Goal: Count the lines in the entries below that contain the string "wooden". Reply with the number alone.

Information given:

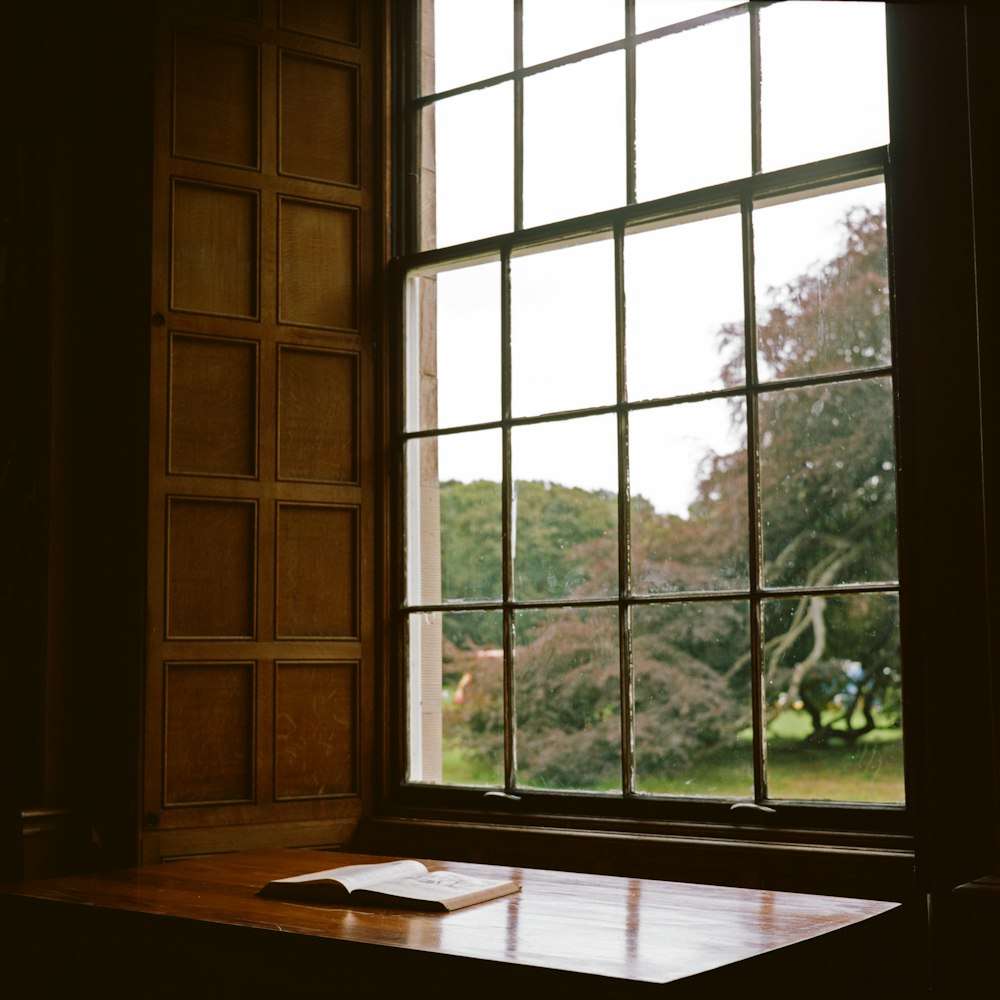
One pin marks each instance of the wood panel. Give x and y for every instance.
(216, 83)
(208, 748)
(336, 20)
(318, 265)
(316, 591)
(214, 250)
(317, 415)
(315, 713)
(319, 119)
(211, 568)
(259, 678)
(213, 406)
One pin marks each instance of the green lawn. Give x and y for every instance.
(871, 771)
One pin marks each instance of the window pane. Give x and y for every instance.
(574, 139)
(472, 41)
(468, 182)
(688, 481)
(555, 28)
(454, 517)
(692, 699)
(563, 329)
(472, 698)
(822, 286)
(468, 345)
(832, 682)
(565, 509)
(692, 124)
(568, 700)
(823, 81)
(650, 14)
(684, 308)
(828, 484)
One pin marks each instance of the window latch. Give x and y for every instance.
(753, 807)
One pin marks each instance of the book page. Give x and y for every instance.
(353, 877)
(435, 886)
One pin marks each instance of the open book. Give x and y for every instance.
(406, 884)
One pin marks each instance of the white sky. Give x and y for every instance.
(822, 94)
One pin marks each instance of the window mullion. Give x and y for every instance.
(507, 537)
(755, 550)
(630, 166)
(626, 676)
(518, 116)
(755, 111)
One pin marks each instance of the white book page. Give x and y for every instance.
(353, 877)
(433, 885)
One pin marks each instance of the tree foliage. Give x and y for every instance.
(826, 486)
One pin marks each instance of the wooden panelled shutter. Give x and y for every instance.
(265, 230)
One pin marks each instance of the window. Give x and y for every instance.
(649, 456)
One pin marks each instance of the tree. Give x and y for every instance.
(827, 511)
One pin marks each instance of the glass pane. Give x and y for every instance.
(692, 125)
(823, 81)
(684, 308)
(472, 41)
(454, 518)
(467, 183)
(565, 540)
(472, 698)
(467, 333)
(822, 284)
(834, 707)
(688, 481)
(692, 699)
(828, 484)
(563, 329)
(568, 700)
(650, 14)
(554, 28)
(574, 139)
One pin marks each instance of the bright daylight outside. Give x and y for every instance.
(649, 443)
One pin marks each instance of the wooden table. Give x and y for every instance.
(195, 927)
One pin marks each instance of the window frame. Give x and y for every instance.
(884, 836)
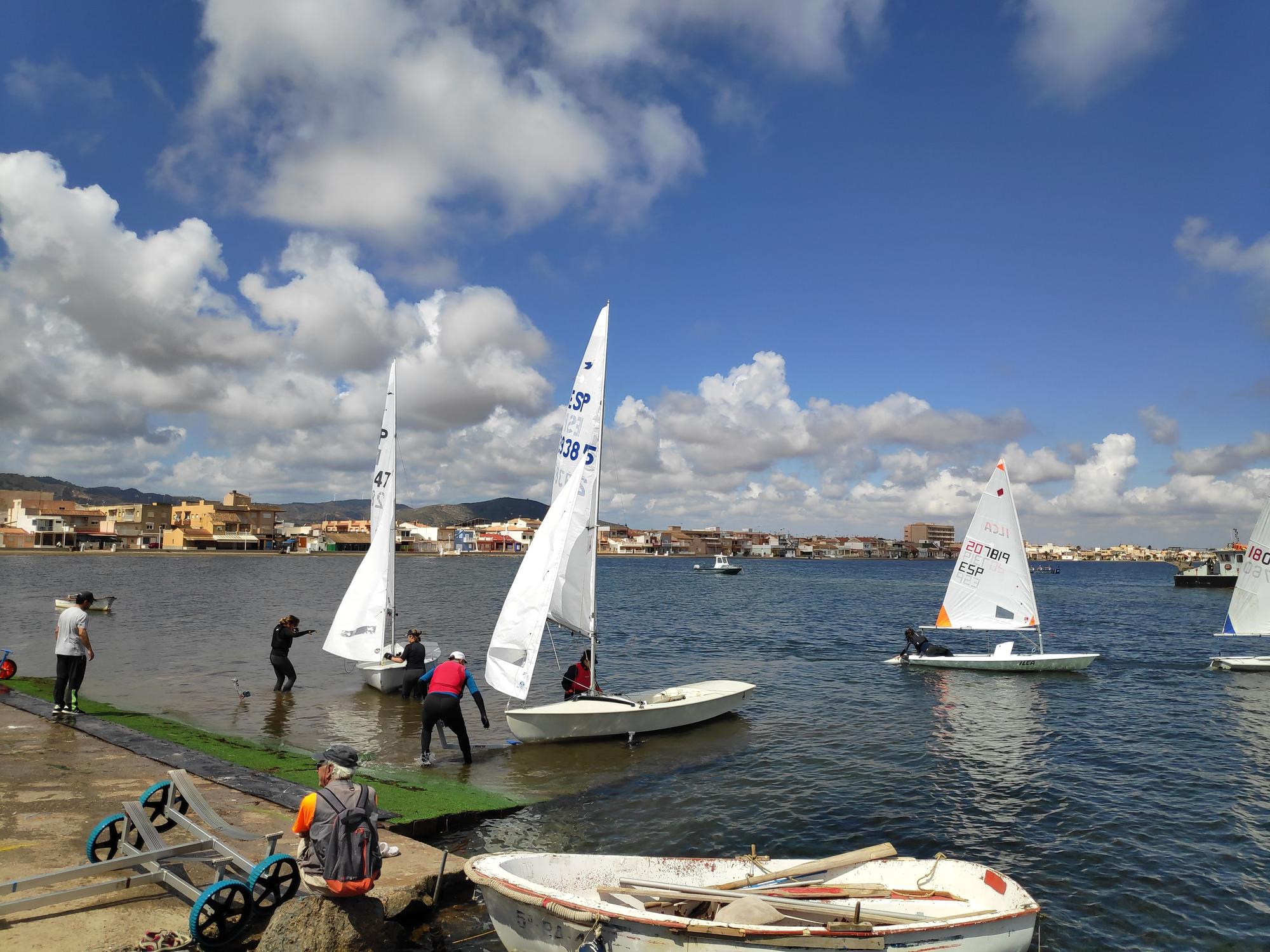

Answer to the task: 2